→ **Provided passage**:
Now that you have already intially explored the dataset, it is time to use aggregations to uncover deeper insights and better understand the data. In order to complete this exercise you must complete the following:

1. Determine the age of the youngest and oldest passengers to survive
2. Determine the average fare price for each passenger class 
3. Determine the number of passengers in each passenger class 
4. Determine the number of survivors and non-survivors for each passenger class

hint: passenger class is denoted by the column Pclass



In [None]:
# 1. Determine the age of the youngest and oldest passengers to survive
youngest_survivor = ____
print(f"Age of the youngest passenger to survive: {youngest_survivor}")

oldest_survivor = ____
print(f"Age of the oldest passenger to survive: {oldest_survivor}")

→ **Challenges**:
• 1. In the aggregation exercise, which column denotes passenger class?
• 2. Pick up the aggregation exercise right after its final line and write what comes next.
The material that comes after this is not needed.

→ **Data section**:
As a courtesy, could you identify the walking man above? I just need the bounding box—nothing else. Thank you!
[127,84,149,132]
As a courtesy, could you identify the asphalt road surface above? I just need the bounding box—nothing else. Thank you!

→ **Answers to the exercise**:
• 1. Pclass

• 2.
In [None]:
# 2. Determine the average fare price for each passenger class
avg_fare_price = ____
print(f"Average fare price for each passenger class: \n {avg_fare_price}")

In [None]:
# 3. Determine the number of passengers in each passenger class
passenger_count_by_pclass = ____
print(f"Number of passengers by each passenger class: \n {passenger_count_by_pclass}")

In [None]:
# 4. Determine the number of survivors and non-survivors for each passenger class
survivors_by_pclass = ____
print(f"Survivors by passenger class: \n {survivors_by_pclass}")

#### **Solution**

(Try to solve it yourself first before looking!)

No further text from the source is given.